DO THIS –
Reproduce the following lines word for word, changing nothing.

--- Start of LISTED RECORDS ---

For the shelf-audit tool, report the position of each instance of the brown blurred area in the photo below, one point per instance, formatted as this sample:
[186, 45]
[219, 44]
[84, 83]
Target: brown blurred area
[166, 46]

--- End of LISTED RECORDS ---

SOLUTION BELOW –
For the shelf-audit tool, report the position of each instance of the brown blurred area in the photo below, one point per instance, formatted as this sample:
[186, 45]
[219, 44]
[84, 83]
Target: brown blurred area
[166, 46]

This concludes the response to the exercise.